» Exercise A
Translate this sentence from the passage on customs duty appeals into Spanish: "In principle, the UK is entitled under Article 245 of the Code to adopt its own procedural rules for customs duty appeals."

» Excerpted passage
In principle, the UK is entitled under Article 245 of the Code to adopt its own procedural rules for customs duty appeals. Unitrading confirms this, but we can also see from Unitrading at [27] that the latitude Article 245 allocates to Member States is limited by the requirements that the rules they adopt (i) are not less favourable than those governing similar domestic actions (equivalence) and (ii) do not make the exercise of rights conferred by Community law impossible or excessively difficult in practice (effectiveness).

118.

 In addition, the Code is an EU regulation and as such has general application and is binding in its entirety and directly applicable in all Member States; Article 288 of the Treaty on the Functioning of the European Union. A regulation being directly applicable means that it applies immediately as the norm in all Member States, without needing to be transposed into national law, and can create rights and obligations for individuals, who can invoke the regulation directly before national courts and use it as a reference in their relationship with other individuals, Member States or EU authorities.

119.

Pausing here, we can see that in principle the UK has freedom under Article 245 to adopt its own procedural rules (of which section 16(6) FA 1994 is clearly one) in customs duty cases, but those rules must comply with the requirements of effectiveness and equivalence and will automatically yield if they conflict with the Code.

120.

Like Ms McArdle, I have not found the three ECJ/CJEU authorities we looked at in detail to offer explicit authority for a general rule on the burden of proof in customs duty cases. Such general observations as the Advocate General or Court make are, however, consistent with the idea that, where a tax authority wants to base an assertion of liability on a particular fact or provision, it is for the authority to make out its case.

121.

So, we see in Unitrading the Czech government pointing out that, if the customs authorities assert that the statement by the declarant of the country of origin does not correspond to reality, they must bear the burden of proving that. Beyond that, I agree with Miss McArdle that Unitrading is addressing a different point, how to secure a fair and effective trial where the way in which an important piece of evidence is provided makes it difficult to review or challenge it. Beyond the Czech government’s submission, however, I cannot find anything in this case to give support to the idea that there is a general burden of proof on tax authorities on all points they assert or any real debate around the burden of proof at all.

122.

» Exercise B
List each line of the records below that contains the string "seed".

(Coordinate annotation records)
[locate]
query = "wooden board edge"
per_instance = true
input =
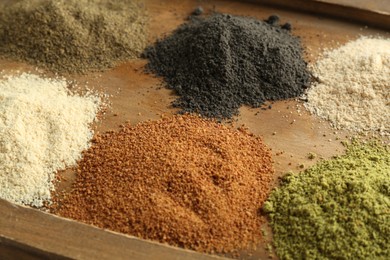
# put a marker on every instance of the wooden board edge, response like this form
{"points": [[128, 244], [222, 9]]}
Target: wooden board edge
{"points": [[33, 234], [366, 17]]}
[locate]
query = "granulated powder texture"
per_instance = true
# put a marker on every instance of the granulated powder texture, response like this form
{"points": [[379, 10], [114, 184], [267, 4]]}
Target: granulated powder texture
{"points": [[72, 36], [338, 209], [354, 86], [43, 128], [222, 62], [181, 180]]}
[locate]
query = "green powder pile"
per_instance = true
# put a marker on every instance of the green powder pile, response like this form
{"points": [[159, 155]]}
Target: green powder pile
{"points": [[73, 36], [338, 209]]}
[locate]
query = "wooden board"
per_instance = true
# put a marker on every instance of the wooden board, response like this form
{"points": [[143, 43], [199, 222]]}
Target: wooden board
{"points": [[31, 234]]}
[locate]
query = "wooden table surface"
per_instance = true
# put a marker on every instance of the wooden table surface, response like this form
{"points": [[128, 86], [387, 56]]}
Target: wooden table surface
{"points": [[287, 128]]}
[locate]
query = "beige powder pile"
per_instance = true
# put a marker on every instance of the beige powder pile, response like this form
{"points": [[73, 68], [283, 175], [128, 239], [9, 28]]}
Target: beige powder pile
{"points": [[353, 91], [43, 128]]}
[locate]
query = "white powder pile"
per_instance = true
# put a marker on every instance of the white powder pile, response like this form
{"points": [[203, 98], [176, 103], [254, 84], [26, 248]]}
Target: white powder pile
{"points": [[43, 129], [354, 86]]}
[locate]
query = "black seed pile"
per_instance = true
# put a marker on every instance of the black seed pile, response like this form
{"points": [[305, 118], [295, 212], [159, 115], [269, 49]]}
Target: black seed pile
{"points": [[219, 63]]}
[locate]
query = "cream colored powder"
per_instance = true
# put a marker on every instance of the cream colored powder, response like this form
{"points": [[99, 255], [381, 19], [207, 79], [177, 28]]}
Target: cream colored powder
{"points": [[354, 86], [43, 129]]}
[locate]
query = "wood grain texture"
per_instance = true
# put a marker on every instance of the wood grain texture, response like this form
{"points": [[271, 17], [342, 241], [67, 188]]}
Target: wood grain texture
{"points": [[30, 234], [369, 13], [27, 233]]}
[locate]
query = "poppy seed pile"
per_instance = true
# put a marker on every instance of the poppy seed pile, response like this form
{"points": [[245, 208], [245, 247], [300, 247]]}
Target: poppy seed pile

» Exercise answer A
En principio, el Reino Unido tiene derecho, en virtud del artículo 245 del Código, a adoptar sus propias normas procesales para los recursos en materia de derechos de aduana.

» Exercise answer B
query = "black seed pile"
# put a marker on every instance of the black seed pile, response like this form
Target: black seed pile
query = "poppy seed pile"
# put a marker on every instance of the poppy seed pile, response like this form
Target: poppy seed pile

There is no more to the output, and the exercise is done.